### [PROBLEMS]
A) Print the Yoshii passage word for word, from "As of September" up to and including "to the east.".
B) According to the Yoshii passage, which river flows through the town?
-- BEGIN SUPPLIED TEXT --
= Yoshii, Gunma =

Former town in Gunma prefecture, Japan

Yoshii (吉井町, Yoshii-machi) was a town located in Tano District, Gunma Prefecture, Japan.

As of September 1, 2007, the town had an estimated population of 24,758 and a density of 424.30 persons per km^{2}. The total area was 58.35 km^{2}.

==Geography==
Located in southern Gunma Prefecture, the majority of the land is flat or slightly hilly, making the town fit for farming. The Kabura River flows through, and the town is situated in a suburban area, with the large city of Takasaki to the east.

==History==
- 1889: the town of Yoshii, and the villages of Irino and Tagoare created in Tago District; and the village of Iwadaira was created in Kitakanra District.
-- END SUPPLIED TEXT --
-- BEGIN STORED DATA --
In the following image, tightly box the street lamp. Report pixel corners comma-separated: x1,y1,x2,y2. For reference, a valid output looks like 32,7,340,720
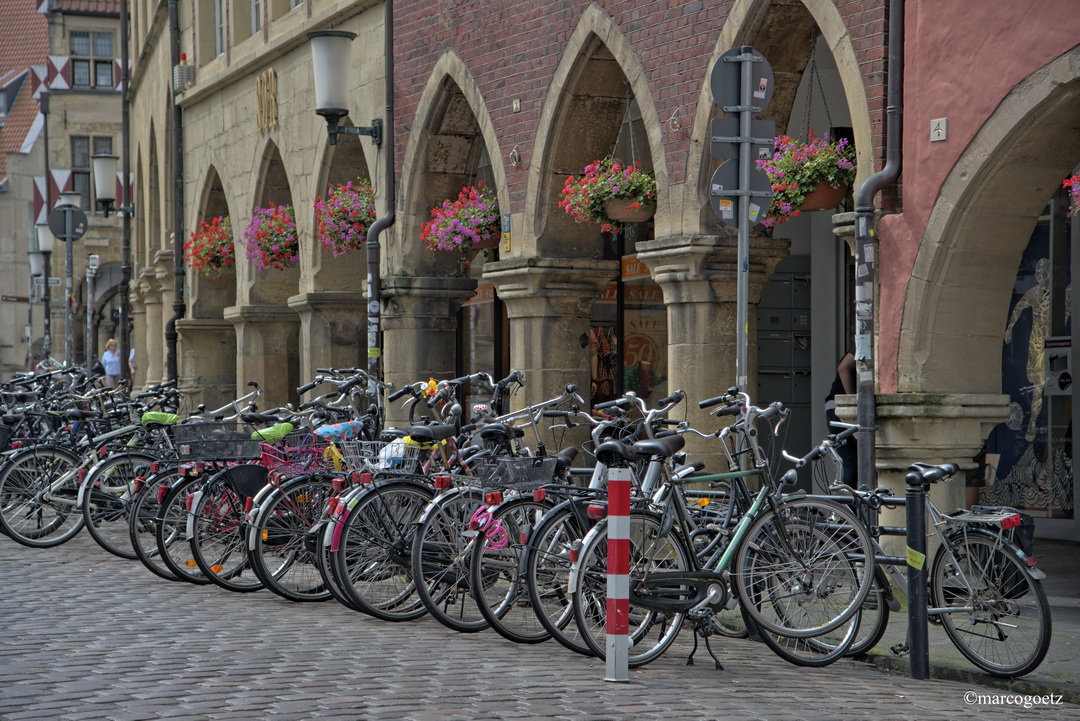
308,30,389,146
37,223,55,361
308,14,397,398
-- END STORED DATA --
### [OUTPUTS]
A)
As of September 1, 2007, the town had an estimated population of 24,758 and a density of 424.30 persons per km^{2}. The total area was 58.35 km^{2}.

==Geography==
Located in southern Gunma Prefecture, the majority of the land is flat or slightly hilly, making the town fit for farming. The Kabura River flows through, and the town is situated in a suburban area, with the large city of Takasaki to the east.

B) The Kabura River.